• Reading text
────────────────
(* $Id: mimestring.mli 1003 2006-09-24 15:17:15Z gerd $
* ----------------------------------------------------------------------
*
*)
(** Low-level functions to parse and print mail and MIME messages
*
* [Mimestring] contains a lot of functions to scan and print strings
* formatted as MIME messages. For a higher-level view on this topic,
* see the [Netmime] module.
*
* {b Contents}
* - {!Mimestring.headers}
* - {!Mimestring.structured_values}
* - {!Mimestring.parsers_for_structured_values}
* - {!Mimestring.printers_for_structured_values}
* - {!Mimestring.scanning_mime}
* - {!Mimestring.helpers_mime}
*
*)
(* *********************************************************************)
(* Collection of auxiliary functions to parse MIME headers *)
(* *********************************************************************)
(* See also the module Netmime for high-level MIME functions *)
(** {1:headers Parsing and Printing Mail Headers} *)
val scan_header :
?downcase:bool -> (* default: true *)
?unfold:bool -> (* default: true *)
?strip:bool -> (* default: false *)
string -> start_pos:int -> end_pos:int ->
((string * string) list * int)
(** [let params, header_end_pos = scan_header s start_pos end_pos]:
*
* Scans the mail header that begins at position [start_pos] in the string
* [s] and that must end somewhere before position [end_pos]. It is intended
* that in [end_pos] the character position following the end of the body of
* the MIME message is passed.
*
* Returns the parameters of the header as [(name,value)] pairs (in
* [params]), and in [header_end_pos] the position of the character following
* directly after the header (i.e. after the blank line separating
* the header from the body).
*
* The following normalizations have already been applied:
* - (D) The names are converted to lowercase characters
* - (U) Newline characters (CR and LF) in the middle of the header fields
* have been removed
* - (S) Whitespace at the beginning and at the end of field values has been
* removed
*
* The default is to apply all three normalizations (D), (U), and (S)
* (for historic reasons). The three arguments [downcase], [unfold],
* and [strip] control which normalizations are performed (and for
* historic reasons, too, this is not what you would expect - backwards
* compatibility can sometimes be a burden):
*
* - If [downcase], do (D); if [not downcase], don't do (D).
* - If [unfold], do (U); if [not unfold], don't do (U).
* - If [unfold || strip], do (S); if [not unfold && not strip],
* don't do (S)
* - Defaults: [downcase], [unfold], [not strip].
*
* This means that [unfold] not only removes CR/LF from the field value,
* but also removes whitespace at the beginning and at the end of the
* field value. [strip] causes not to remove CR/LF if it occurs
* somewhere within the field value, but all whitespace (including
* CR/LF) at the beginning of the field value and at the end of the
* field value is still deleted. Note that if you only want (S)
* you have to pass [~unfold:false] and [~strip:true].
*
* The rules to postprocess mail messages in MIME format are {b not}
* applied (e.g. encoding transformations as indicated by RFC 2047).
*
* The function fails if the header violates the header format
* strongly. (Some minor deviations are tolerated, e.g. it is sufficient
* to separate lines by only LF instead of CRLF.)
────────────────
• Information supplied
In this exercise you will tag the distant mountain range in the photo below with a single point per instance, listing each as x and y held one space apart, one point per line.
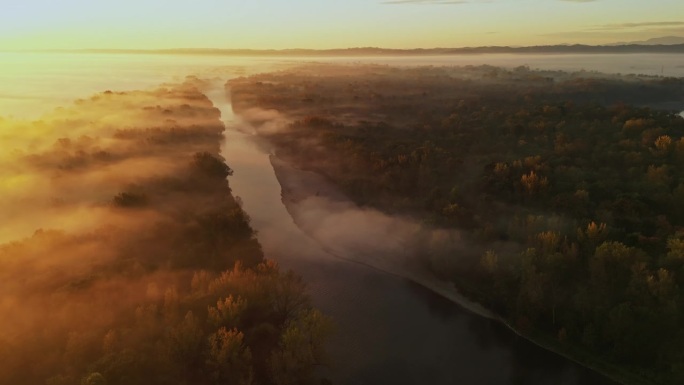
────────────────
• Exercises
• a. Extract the passage of the Mimestring documentation from "(* See also" to "list * int)", word for word.
• b. Continue the Mimestring documentation from the point where it stops.

• Answers for this exercise
• a.
(* See also the module Netmime for high-level MIME functions *)
(** {1:headers Parsing and Printing Mail Headers} *)
val scan_header :
?downcase:bool -> (* default: true *)
?unfold:bool -> (* default: true *)
?strip:bool -> (* default: false *)
string -> start_pos:int -> end_pos:int ->
((string * string) list * int)

• b.
*
* {b The Format of Mail Messages}
*
* Messages
* consist of a header and a body; the first empty line separates both
* parts. The header contains lines "{i param-name}[:] {i param-value}" where
* the param-name must begin on column 0 of the line, and the "[:]"
* separates the name and the value. So the format is roughly:
*
* {[
* param1-name: param1-value
* ...
* paramN-name: paramN-value
* _
* body ]}
*
* (Where "_" denotes an empty line.)
*
* This function wants in [start_pos] the position of the first character of
* [param1-name] in the string, and in [end_pos] the position of the character
* following [body]. It returns as [header_end_pos] the position where
* [body] begins. Furthermore, in [params] all parameters are returned the
* function finds in the header.
*
* {b Details}
*
* Note that parameter values are restricted; you cannot represent
* arbitrary strings. The following problems can arise:
* - Values cannot begin with whitespace characters, because there
* may be an arbitrary number of whitespaces between the "[:]" and the
* value.
* - Values (and names of parameters, too) must only be formed of
* 7 bit ASCII characters. (If this is not enough, the MIME standard
* knows the extension RFC 2047 that allows that header values may
* be composed of arbitrary characters of arbitrary character sets.
* See below how to decode such characters in values returned by
* this function.)
* - Header values may be broken into several lines. Continuation
* lines must begin with whitespace characters. This means that values
* must not contain line breaks as semantic part of the value.
* And it may mean that {i one} whitespace character is not distinguishable
* from {i several} whitespace characters.
* - Header lines must not be longer than 78 characters (soft limit) or
* 998 characters (hard limit). Values that
* would result into longer lines must be broken into several lines.
* This means that you cannot represent strings that contain too few
* whitespace characters.
* (Note: The soft limit is to avoid that user agents have problems
* with long lines. The hard limit means that transfer agents sometimes
* do not transfer longer lines correctly.)
* - Some old gateways pad the lines with spaces at the end of the lines.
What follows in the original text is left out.